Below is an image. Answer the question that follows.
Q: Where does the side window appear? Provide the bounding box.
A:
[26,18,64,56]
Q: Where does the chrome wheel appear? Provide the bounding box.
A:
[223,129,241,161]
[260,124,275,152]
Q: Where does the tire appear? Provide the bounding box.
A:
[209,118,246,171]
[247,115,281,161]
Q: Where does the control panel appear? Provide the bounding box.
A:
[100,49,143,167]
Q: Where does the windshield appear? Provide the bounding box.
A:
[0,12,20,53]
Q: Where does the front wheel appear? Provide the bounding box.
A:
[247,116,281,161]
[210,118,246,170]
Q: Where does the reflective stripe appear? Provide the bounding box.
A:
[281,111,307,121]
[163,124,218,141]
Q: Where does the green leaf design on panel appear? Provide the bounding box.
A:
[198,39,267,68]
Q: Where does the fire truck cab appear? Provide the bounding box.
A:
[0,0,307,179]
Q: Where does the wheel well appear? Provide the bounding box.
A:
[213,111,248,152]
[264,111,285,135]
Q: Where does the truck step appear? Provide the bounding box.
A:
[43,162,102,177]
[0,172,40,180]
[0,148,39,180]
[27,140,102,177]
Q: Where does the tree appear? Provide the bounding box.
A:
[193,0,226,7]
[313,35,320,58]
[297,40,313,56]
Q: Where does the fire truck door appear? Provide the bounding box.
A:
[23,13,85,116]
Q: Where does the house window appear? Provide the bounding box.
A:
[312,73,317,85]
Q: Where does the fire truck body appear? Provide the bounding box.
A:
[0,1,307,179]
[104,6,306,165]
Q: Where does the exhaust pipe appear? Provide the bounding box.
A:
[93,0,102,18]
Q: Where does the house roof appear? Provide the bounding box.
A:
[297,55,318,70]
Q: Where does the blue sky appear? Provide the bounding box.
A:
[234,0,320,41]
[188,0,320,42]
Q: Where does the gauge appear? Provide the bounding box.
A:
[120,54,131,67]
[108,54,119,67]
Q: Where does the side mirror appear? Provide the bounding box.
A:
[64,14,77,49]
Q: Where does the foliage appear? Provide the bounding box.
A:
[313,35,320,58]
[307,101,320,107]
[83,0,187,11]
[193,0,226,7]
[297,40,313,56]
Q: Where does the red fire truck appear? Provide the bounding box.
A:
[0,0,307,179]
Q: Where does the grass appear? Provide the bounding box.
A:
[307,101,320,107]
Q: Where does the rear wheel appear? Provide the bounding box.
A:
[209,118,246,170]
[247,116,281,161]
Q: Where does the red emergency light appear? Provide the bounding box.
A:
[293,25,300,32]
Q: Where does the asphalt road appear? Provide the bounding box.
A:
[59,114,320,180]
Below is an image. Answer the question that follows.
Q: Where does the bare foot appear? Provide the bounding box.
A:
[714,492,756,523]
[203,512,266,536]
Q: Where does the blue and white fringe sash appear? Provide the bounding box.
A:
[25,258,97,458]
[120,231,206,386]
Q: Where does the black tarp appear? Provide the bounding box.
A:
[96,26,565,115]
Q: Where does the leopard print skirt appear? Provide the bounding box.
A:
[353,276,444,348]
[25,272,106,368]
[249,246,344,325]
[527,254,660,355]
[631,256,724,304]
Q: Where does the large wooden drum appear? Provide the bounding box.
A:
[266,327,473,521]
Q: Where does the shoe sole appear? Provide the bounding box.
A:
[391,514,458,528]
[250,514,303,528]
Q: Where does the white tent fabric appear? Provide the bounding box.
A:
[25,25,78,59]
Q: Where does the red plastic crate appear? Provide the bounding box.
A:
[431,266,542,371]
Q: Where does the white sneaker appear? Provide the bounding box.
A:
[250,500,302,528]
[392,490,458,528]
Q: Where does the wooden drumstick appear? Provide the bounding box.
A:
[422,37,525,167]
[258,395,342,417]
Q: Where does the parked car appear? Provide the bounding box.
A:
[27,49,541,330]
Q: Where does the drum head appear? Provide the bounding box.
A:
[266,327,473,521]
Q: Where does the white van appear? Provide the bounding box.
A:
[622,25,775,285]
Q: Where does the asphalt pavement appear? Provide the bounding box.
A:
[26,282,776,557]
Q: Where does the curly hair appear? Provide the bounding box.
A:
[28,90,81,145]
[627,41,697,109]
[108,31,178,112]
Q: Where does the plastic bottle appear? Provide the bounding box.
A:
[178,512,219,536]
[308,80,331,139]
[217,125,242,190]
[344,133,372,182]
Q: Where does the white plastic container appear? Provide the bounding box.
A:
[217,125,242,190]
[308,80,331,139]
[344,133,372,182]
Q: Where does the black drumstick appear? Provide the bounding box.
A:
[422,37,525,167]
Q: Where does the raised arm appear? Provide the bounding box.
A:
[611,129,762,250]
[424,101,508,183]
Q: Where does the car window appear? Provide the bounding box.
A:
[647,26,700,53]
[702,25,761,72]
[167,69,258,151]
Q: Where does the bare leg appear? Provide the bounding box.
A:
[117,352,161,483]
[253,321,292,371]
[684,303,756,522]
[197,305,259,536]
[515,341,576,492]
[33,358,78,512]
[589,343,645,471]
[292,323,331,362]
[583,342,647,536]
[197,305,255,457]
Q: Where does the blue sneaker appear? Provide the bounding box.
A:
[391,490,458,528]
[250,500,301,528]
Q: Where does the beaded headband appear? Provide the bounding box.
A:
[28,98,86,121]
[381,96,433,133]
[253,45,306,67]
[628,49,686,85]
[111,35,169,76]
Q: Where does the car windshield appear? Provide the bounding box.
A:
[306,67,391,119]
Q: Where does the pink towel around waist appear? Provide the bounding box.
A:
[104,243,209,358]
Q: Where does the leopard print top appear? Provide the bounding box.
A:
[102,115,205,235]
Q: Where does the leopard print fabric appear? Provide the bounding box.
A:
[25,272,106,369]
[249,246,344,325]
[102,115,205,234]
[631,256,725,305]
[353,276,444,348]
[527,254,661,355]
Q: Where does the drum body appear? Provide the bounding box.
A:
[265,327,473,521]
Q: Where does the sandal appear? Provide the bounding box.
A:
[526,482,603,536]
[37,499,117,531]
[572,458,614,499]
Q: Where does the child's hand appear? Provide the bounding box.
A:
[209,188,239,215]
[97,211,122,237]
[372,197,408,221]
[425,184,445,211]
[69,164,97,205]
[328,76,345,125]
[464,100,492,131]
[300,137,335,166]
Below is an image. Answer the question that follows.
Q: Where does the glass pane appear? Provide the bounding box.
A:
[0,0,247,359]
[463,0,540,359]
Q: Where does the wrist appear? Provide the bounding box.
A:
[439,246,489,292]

══════

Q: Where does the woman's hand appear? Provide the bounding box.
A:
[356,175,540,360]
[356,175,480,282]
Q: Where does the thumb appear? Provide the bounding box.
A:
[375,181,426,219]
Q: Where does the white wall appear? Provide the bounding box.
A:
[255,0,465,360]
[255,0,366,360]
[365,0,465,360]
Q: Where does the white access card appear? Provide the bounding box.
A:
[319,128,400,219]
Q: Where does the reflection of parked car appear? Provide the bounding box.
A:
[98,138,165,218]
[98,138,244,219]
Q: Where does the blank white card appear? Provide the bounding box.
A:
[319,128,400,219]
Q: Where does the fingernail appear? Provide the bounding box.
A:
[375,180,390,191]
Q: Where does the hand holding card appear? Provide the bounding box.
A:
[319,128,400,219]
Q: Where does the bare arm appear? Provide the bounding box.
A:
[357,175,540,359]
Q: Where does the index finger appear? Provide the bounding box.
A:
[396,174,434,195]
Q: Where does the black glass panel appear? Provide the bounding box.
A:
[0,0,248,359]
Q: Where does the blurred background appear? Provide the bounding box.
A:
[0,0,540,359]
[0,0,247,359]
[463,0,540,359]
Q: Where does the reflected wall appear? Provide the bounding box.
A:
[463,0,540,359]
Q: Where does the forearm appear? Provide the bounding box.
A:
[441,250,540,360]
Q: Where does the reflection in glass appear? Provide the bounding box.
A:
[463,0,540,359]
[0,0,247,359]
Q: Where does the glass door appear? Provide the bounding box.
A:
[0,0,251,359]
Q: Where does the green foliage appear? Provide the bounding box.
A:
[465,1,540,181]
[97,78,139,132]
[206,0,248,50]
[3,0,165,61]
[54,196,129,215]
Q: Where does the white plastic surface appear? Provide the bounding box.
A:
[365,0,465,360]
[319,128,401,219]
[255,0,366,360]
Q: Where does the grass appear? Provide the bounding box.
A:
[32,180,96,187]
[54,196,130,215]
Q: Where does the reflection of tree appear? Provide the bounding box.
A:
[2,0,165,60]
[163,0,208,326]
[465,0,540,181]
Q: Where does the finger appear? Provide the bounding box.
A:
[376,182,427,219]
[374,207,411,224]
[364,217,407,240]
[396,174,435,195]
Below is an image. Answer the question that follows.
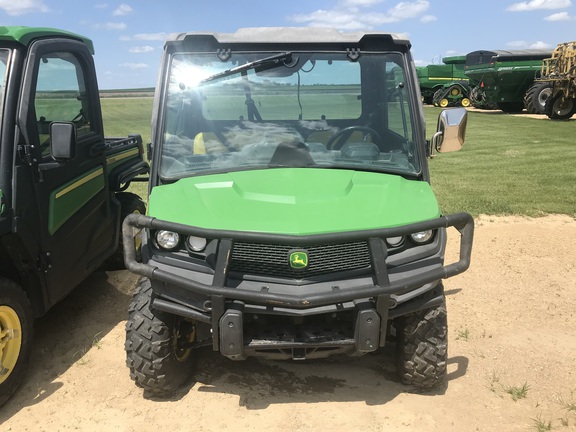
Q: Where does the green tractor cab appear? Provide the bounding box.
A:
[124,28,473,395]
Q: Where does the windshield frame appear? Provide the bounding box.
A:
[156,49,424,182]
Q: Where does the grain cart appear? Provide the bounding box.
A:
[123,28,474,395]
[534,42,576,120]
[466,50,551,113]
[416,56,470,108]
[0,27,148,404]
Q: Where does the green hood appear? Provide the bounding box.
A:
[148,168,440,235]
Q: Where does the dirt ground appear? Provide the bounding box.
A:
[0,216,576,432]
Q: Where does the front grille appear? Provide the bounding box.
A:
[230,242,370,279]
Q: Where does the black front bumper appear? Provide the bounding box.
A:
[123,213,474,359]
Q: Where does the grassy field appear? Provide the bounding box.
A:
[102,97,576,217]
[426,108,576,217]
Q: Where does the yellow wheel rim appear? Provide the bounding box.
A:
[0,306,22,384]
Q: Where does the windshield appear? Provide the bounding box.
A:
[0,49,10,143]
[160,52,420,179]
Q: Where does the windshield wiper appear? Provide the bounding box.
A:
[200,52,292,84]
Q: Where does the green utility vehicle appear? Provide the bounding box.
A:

══════

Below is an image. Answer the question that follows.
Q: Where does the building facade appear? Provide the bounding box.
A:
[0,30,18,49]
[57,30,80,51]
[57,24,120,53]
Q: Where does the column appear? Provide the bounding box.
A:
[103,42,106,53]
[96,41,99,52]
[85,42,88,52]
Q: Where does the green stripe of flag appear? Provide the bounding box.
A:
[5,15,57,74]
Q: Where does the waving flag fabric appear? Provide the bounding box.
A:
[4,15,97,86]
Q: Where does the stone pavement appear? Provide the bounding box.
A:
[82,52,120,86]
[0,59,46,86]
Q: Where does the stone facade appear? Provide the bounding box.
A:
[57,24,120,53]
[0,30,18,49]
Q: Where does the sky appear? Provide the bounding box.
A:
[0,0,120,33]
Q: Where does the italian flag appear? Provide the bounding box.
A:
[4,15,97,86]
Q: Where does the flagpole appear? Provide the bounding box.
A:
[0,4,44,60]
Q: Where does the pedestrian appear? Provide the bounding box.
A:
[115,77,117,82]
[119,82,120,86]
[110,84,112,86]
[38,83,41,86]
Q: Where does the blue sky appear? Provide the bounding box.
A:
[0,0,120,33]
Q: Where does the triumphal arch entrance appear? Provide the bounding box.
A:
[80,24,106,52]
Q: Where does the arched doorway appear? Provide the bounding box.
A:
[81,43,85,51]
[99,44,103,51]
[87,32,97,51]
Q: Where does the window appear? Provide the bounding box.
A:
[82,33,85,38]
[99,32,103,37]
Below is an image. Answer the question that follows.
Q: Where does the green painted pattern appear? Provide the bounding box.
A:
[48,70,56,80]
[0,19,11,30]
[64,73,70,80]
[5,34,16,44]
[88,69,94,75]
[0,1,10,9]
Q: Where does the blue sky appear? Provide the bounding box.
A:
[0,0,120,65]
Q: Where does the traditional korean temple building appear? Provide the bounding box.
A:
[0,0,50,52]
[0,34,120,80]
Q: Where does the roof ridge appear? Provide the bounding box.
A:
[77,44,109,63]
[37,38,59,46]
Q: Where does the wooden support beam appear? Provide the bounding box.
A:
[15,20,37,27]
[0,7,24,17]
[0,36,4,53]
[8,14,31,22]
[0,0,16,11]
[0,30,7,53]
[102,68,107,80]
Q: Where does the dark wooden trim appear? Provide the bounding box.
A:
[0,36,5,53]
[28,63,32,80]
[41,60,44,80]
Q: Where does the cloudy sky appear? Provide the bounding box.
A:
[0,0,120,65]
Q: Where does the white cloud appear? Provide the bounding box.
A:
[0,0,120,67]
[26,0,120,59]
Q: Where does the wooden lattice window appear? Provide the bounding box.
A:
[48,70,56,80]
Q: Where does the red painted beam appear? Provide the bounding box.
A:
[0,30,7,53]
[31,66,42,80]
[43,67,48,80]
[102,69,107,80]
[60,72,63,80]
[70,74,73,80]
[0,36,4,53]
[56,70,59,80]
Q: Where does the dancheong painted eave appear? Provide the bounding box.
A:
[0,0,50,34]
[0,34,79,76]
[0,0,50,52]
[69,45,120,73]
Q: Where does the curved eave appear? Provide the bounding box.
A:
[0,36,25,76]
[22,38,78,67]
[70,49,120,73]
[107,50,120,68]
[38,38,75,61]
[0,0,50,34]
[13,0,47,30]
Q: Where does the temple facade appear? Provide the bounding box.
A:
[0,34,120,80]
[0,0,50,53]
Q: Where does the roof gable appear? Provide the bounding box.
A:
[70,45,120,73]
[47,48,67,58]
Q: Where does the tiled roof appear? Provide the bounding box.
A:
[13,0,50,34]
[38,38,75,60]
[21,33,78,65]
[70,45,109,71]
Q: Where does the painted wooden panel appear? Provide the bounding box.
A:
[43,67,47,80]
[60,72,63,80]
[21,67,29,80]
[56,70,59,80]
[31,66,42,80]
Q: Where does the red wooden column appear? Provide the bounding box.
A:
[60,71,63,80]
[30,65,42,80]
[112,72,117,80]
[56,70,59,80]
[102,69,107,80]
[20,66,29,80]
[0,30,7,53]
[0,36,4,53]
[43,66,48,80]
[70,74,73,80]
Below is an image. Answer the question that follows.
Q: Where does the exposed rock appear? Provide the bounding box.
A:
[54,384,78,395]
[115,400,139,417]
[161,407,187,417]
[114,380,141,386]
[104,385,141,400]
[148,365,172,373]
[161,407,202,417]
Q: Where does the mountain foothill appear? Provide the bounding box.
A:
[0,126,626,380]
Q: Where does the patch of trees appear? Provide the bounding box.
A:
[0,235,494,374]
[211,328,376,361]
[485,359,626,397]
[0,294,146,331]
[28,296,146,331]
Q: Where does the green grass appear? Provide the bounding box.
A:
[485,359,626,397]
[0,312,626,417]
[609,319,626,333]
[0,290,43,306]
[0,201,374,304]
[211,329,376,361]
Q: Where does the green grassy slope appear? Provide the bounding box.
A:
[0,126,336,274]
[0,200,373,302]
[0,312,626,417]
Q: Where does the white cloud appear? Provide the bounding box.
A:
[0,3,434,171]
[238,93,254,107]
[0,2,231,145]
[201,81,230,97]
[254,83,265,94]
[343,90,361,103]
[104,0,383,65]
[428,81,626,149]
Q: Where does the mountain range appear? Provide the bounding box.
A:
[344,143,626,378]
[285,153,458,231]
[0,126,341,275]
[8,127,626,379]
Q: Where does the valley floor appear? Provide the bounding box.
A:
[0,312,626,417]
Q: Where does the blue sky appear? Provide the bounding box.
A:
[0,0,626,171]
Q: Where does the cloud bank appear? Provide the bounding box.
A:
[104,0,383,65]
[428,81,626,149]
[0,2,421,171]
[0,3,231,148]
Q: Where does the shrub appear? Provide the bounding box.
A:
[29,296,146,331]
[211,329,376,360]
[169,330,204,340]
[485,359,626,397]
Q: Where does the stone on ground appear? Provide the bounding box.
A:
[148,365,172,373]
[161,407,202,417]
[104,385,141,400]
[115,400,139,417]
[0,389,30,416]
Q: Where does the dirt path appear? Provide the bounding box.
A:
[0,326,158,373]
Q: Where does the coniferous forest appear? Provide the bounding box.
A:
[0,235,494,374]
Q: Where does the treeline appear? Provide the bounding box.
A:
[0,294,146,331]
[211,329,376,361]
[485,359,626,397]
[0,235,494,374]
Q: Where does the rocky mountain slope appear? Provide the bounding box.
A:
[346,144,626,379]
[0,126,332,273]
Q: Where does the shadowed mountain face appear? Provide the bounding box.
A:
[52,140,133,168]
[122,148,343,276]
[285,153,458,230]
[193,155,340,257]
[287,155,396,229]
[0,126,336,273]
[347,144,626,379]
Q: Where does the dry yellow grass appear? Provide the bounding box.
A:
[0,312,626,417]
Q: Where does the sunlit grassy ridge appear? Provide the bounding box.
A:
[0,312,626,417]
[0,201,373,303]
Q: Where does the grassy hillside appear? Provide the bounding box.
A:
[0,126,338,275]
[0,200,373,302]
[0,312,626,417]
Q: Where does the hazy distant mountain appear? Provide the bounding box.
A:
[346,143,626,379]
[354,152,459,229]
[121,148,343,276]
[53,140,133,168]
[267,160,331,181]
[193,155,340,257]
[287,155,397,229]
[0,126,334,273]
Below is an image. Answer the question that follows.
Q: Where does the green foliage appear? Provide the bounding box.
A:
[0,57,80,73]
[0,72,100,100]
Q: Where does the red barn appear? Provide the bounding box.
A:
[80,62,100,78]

══════

**Problem:**
Echo the items starting with the line that contains "Q: Where does the asphalt pavement" and going on through the line that contains "[439,246,489,292]", both included.

**Result of this exercise:**
Q: Where does the asphalt pavement appear? Provide the bounding box.
A:
[26,282,776,557]
Q: Where does the curly hair appear? Provide the bounding box.
A:
[28,90,81,145]
[627,41,697,109]
[108,31,178,112]
Q: Where does the plastic bottle appear? Provide the bounding box.
A:
[178,512,219,536]
[308,80,331,139]
[217,125,242,190]
[344,133,372,182]
Q: Where does the white plastic container appear? Provide the bounding box.
A:
[217,125,242,190]
[308,80,331,139]
[344,133,372,182]
Q: Where does the black drumstick appear? Provide the bounding box.
A:
[422,37,525,167]
Q: Where does the raised arm appear? Provide the bounding box.
A:
[611,129,762,250]
[424,101,508,183]
Q: Where does the car window appear? Provide the bounding box.
A:
[647,26,700,53]
[702,25,761,72]
[167,69,258,151]
Q: Where does the bare leg appear? Provide the bounding box.
A:
[117,352,161,483]
[253,321,292,371]
[684,303,756,522]
[197,305,259,536]
[515,341,576,492]
[33,358,78,512]
[589,343,645,471]
[292,323,331,362]
[583,342,647,536]
[197,305,255,457]
Q: Where does the blue sneaker appear? Provide the bounding box.
A:
[391,490,458,528]
[250,500,301,528]
Q: Where does the beaded headband appear? Provide the bounding box.
A:
[28,98,86,121]
[381,96,433,133]
[253,45,306,67]
[628,49,686,85]
[111,35,169,76]
Q: Where does the car windshield appear? Provide the bounding box.
A:
[306,67,391,119]
Q: Where does the pink towel around waist appear? Provide the bounding box.
A:
[104,243,209,358]
Q: Where does the leopard print top appear? Provide the bounding box.
A:
[102,115,205,235]
Q: Where does the leopard print fabric appear? Provide the bounding box.
A:
[25,272,106,369]
[249,246,344,325]
[102,115,205,234]
[631,256,725,305]
[353,276,444,348]
[527,254,661,355]
Q: Where does the drum body appear? Provide the bounding box.
A:
[265,327,473,521]
Q: Where does the sandal appear? Provide the bounding box.
A:
[526,482,603,536]
[37,499,117,531]
[572,458,614,499]
Q: Where does the child's hand appear? Provide the bounding box.
A:
[209,188,239,215]
[97,211,122,237]
[372,197,408,221]
[425,184,445,211]
[69,164,97,205]
[328,76,345,125]
[464,100,492,131]
[300,137,335,166]
Below is an image. Answer the question that follows.
Q: Where does the glass pane appear? Provide the bounding box.
A:
[0,0,247,359]
[463,0,540,359]
Q: Where does the wrist appear? Provide the bounding box.
A:
[439,246,489,292]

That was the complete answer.